■ **Requirements**
Please rewrite the part of the data that opens with the line containing "like [209, 153]." and runs through the end of the data, keeping every line, but multiply each coordinate in the answer points by 2 and round it to a whole number, halves up. Leave all other numbers as they are, and omit the pictures.

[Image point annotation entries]
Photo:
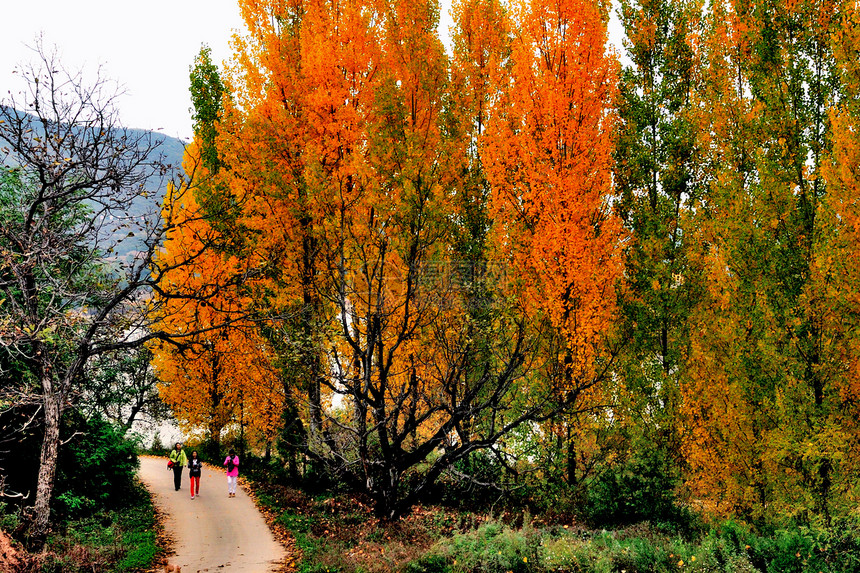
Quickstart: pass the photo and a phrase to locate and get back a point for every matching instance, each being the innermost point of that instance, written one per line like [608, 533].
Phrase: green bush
[641, 489]
[492, 548]
[96, 468]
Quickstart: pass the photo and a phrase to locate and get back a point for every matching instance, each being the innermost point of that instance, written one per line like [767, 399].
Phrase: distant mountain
[169, 152]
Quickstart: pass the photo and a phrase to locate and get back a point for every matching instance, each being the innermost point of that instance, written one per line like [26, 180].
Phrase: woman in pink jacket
[232, 463]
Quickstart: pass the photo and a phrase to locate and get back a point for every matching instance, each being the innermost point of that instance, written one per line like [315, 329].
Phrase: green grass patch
[121, 540]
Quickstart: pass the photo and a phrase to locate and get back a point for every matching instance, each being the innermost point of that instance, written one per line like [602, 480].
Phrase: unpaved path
[212, 532]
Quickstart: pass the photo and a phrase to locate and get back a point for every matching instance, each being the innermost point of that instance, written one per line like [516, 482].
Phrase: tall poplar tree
[657, 182]
[763, 405]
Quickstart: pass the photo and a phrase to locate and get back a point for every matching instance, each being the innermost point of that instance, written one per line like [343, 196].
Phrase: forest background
[619, 294]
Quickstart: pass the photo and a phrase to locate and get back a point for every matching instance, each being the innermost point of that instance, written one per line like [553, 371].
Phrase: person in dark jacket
[195, 468]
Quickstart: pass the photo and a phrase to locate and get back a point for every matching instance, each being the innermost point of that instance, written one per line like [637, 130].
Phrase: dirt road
[212, 532]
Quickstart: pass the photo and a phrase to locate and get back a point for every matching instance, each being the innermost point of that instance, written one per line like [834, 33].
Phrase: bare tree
[73, 182]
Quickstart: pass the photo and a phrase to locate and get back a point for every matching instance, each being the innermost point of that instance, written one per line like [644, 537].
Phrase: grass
[121, 540]
[338, 534]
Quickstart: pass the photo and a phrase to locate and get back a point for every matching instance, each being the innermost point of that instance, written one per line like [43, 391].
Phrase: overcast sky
[147, 46]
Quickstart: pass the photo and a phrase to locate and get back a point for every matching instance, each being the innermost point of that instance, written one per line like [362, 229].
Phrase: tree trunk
[40, 519]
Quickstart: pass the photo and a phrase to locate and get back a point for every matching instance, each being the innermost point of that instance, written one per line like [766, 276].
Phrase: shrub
[96, 468]
[492, 548]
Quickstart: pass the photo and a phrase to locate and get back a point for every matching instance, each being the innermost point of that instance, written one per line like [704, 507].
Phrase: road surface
[212, 532]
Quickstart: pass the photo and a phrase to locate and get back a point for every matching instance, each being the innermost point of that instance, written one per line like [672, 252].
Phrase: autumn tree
[765, 401]
[216, 371]
[72, 175]
[548, 154]
[657, 179]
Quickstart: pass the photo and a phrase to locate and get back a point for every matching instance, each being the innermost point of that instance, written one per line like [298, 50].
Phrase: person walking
[232, 463]
[195, 468]
[178, 459]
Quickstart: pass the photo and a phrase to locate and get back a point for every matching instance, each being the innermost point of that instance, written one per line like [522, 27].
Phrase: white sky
[147, 46]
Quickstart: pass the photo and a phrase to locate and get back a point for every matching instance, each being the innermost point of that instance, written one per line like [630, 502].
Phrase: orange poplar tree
[217, 367]
[764, 403]
[547, 151]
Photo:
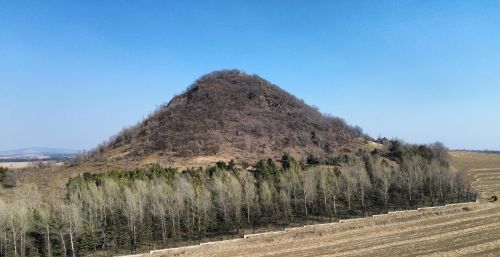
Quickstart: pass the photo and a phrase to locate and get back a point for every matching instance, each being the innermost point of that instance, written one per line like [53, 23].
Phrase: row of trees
[160, 207]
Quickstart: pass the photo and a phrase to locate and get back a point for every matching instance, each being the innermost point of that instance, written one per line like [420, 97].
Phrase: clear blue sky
[73, 73]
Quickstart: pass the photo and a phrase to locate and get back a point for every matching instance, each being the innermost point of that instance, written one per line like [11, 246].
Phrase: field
[458, 230]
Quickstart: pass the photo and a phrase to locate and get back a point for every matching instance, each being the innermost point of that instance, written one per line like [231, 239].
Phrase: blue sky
[73, 73]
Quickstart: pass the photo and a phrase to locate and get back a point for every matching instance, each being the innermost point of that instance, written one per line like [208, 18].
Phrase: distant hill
[37, 153]
[230, 114]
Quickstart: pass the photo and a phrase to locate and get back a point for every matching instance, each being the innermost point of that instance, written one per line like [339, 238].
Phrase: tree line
[157, 207]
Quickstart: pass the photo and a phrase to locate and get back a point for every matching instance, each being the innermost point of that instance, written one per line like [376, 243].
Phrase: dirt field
[459, 230]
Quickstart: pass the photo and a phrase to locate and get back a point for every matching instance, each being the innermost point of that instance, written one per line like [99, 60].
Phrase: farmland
[457, 230]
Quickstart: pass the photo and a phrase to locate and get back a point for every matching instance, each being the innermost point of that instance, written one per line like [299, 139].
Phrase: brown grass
[465, 230]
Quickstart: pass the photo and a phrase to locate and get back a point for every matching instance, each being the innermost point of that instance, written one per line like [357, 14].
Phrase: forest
[132, 211]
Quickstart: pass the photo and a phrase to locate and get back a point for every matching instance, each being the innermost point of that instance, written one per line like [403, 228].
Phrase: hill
[225, 115]
[37, 153]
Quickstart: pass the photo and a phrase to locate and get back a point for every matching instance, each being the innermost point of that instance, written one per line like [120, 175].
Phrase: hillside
[226, 115]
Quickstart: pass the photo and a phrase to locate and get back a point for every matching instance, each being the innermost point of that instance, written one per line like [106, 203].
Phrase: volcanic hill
[229, 115]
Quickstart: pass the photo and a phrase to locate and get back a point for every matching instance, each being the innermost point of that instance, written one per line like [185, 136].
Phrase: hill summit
[230, 115]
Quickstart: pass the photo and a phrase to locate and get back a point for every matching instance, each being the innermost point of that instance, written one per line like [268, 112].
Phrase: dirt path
[459, 230]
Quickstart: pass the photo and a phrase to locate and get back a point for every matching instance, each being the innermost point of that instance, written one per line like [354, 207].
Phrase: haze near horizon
[73, 74]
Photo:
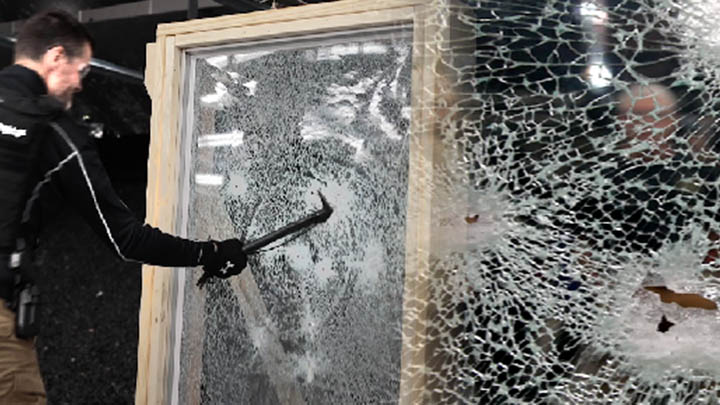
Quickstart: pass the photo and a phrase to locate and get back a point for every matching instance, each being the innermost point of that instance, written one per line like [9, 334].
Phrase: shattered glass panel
[316, 317]
[575, 208]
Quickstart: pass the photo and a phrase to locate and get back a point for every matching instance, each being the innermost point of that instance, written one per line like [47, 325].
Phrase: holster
[26, 294]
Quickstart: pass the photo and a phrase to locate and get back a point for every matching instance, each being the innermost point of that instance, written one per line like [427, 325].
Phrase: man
[43, 154]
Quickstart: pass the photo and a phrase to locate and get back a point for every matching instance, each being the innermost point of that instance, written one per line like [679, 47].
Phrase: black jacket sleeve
[83, 182]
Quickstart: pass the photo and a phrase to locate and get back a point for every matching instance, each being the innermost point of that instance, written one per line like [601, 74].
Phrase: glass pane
[576, 254]
[317, 317]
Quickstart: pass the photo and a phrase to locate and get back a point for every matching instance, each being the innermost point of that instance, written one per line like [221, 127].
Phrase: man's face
[65, 74]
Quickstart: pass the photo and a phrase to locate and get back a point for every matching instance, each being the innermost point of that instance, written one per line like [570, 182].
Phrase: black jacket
[44, 154]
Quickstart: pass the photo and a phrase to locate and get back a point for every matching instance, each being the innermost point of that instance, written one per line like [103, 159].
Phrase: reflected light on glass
[335, 52]
[251, 86]
[219, 62]
[214, 180]
[593, 14]
[599, 76]
[220, 91]
[232, 139]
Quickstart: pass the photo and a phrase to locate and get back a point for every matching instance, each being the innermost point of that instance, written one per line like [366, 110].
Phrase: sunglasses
[84, 71]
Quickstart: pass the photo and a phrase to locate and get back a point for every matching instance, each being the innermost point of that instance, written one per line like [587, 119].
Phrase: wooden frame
[164, 75]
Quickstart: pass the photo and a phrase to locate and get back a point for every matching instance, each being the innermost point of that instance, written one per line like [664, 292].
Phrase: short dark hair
[48, 29]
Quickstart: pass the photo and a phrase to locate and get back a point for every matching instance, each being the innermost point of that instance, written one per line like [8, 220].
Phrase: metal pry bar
[314, 218]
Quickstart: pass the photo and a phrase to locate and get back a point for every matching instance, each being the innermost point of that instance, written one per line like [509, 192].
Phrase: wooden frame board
[164, 75]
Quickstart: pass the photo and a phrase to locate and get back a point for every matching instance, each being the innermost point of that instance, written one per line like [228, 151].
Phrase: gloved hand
[222, 259]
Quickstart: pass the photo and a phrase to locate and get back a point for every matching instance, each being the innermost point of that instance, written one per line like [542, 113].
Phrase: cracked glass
[568, 152]
[316, 317]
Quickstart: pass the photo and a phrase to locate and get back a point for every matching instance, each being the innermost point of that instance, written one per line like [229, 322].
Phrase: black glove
[222, 259]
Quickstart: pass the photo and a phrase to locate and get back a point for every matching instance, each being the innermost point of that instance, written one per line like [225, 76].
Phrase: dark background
[91, 299]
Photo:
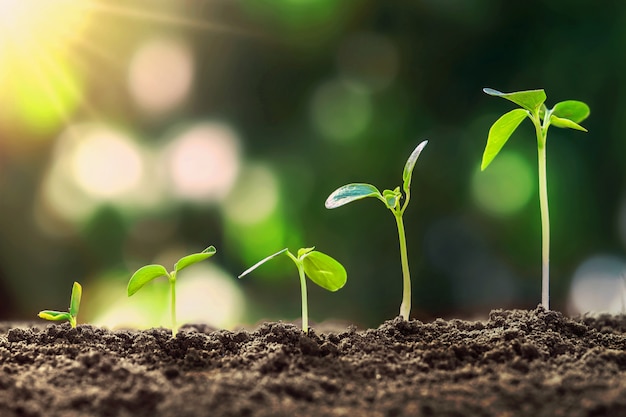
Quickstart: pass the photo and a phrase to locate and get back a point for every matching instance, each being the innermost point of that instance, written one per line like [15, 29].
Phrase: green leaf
[351, 192]
[144, 275]
[303, 251]
[500, 132]
[261, 262]
[184, 262]
[77, 293]
[565, 123]
[576, 111]
[324, 271]
[54, 315]
[410, 164]
[392, 197]
[530, 100]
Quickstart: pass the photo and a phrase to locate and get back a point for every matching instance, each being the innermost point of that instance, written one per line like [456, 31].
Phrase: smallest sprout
[70, 315]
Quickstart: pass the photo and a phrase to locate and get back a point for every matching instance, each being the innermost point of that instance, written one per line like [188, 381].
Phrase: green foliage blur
[303, 97]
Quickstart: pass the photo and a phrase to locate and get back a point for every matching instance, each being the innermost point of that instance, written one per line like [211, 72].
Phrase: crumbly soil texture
[516, 363]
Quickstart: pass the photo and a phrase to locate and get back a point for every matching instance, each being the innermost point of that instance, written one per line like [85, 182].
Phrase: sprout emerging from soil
[147, 273]
[70, 315]
[319, 267]
[566, 114]
[391, 198]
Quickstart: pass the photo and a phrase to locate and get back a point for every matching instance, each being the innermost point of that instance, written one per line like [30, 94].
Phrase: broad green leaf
[576, 111]
[531, 100]
[565, 123]
[392, 197]
[500, 132]
[184, 262]
[54, 315]
[261, 262]
[304, 251]
[351, 192]
[324, 271]
[144, 275]
[410, 164]
[77, 293]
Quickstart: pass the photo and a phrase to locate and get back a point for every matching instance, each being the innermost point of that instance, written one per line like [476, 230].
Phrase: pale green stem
[541, 132]
[545, 229]
[172, 279]
[305, 308]
[405, 307]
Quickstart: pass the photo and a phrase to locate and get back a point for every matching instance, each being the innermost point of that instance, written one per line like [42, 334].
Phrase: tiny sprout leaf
[530, 100]
[392, 197]
[303, 251]
[500, 132]
[77, 293]
[576, 111]
[144, 275]
[410, 164]
[351, 192]
[54, 315]
[565, 123]
[324, 271]
[261, 262]
[184, 262]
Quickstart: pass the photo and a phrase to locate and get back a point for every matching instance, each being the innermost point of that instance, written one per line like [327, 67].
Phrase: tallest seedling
[391, 198]
[566, 114]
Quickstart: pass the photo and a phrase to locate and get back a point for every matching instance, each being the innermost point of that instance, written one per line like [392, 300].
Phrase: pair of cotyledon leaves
[357, 191]
[322, 269]
[565, 114]
[70, 315]
[147, 273]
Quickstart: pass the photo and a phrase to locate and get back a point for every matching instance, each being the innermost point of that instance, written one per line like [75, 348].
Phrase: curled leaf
[351, 192]
[54, 315]
[261, 262]
[144, 275]
[500, 132]
[324, 270]
[410, 164]
[574, 110]
[565, 123]
[530, 100]
[194, 258]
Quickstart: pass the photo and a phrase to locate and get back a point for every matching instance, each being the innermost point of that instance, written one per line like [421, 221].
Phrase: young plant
[566, 114]
[319, 267]
[391, 198]
[70, 315]
[147, 273]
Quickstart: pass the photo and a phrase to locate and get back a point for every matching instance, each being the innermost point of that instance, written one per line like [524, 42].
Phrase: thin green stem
[405, 307]
[172, 279]
[545, 229]
[305, 303]
[541, 132]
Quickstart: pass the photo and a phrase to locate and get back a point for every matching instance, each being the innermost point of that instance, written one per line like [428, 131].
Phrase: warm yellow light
[35, 37]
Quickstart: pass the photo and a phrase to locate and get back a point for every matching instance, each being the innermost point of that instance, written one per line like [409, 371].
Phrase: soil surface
[516, 363]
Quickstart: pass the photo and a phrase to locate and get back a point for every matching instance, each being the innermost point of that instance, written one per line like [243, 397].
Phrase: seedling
[70, 315]
[147, 273]
[566, 114]
[391, 198]
[319, 267]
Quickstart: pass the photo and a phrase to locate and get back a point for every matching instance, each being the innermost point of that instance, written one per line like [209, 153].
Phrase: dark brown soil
[517, 363]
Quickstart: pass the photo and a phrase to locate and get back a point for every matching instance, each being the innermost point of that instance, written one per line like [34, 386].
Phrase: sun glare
[35, 37]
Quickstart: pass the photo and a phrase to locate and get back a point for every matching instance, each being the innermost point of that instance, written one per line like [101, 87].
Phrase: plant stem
[405, 307]
[545, 228]
[172, 279]
[305, 308]
[542, 134]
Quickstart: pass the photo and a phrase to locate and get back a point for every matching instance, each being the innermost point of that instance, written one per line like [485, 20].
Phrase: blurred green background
[138, 131]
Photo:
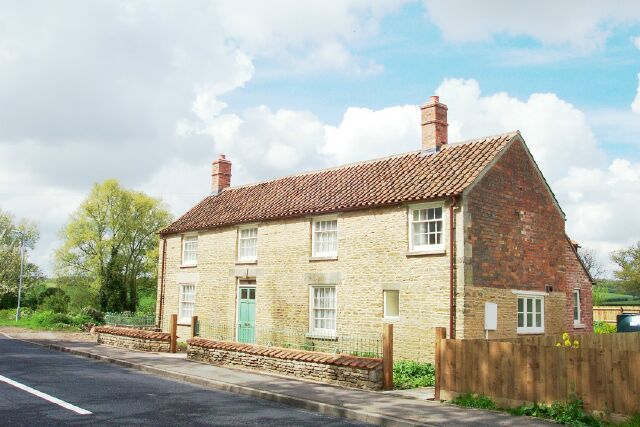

■ **Answer for this exercise**
Quickstart: pass the photo and a phrase to locate and get back a point for every matching instance, each being the innermost point of that instance, written one per line like [209, 153].
Phrase: dark brown soil
[1034, 726]
Quickstart: pass the photo and a phrase to locate and get back a point for every matching instance, each being the innermost point of that instance, written one per line like [34, 386].
Phrase: sun glare
[70, 74]
Quickstart: pass the photo and a phrase to locate and get back a point for every matching instance, each being the innermost point of that instance, written one per line like [101, 87].
Phrase: plant stem
[810, 614]
[1090, 456]
[344, 558]
[610, 616]
[1084, 268]
Quickstart: pass the photo and a phrase to locate and get back a point for every matching instance, each being the innermost point of that instance, written one per line like [485, 20].
Phrase: blurred green background
[276, 262]
Photo:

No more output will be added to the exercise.